▸ **Problem**:
Pick out and copy every line in the items below that contains the string "blue". Case matters.

***** Data section *****

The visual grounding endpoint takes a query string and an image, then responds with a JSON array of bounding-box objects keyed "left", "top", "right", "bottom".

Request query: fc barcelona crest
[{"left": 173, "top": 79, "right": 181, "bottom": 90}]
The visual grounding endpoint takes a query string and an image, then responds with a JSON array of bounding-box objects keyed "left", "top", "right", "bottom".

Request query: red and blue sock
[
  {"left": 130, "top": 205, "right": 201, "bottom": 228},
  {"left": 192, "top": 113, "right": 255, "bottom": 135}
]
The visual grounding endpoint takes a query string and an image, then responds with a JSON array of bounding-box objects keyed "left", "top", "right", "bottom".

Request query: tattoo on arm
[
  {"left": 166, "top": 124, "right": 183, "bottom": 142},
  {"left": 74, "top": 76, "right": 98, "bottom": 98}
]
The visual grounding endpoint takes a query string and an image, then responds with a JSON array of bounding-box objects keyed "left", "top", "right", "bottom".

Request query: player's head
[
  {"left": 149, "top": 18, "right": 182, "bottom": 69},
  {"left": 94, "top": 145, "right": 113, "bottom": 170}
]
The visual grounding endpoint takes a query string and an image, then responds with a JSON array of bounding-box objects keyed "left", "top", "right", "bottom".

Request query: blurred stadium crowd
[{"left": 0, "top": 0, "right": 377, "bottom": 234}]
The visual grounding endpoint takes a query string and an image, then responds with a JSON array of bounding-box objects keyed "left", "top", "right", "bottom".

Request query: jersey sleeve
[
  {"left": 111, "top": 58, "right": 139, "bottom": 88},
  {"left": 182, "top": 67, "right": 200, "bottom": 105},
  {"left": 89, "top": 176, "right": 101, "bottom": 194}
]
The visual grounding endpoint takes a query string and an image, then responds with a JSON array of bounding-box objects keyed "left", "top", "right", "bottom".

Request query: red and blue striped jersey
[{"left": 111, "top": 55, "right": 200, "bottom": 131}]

*****

▸ **Answer**:
Request query: red and blue sock
Request query: red and blue striped jersey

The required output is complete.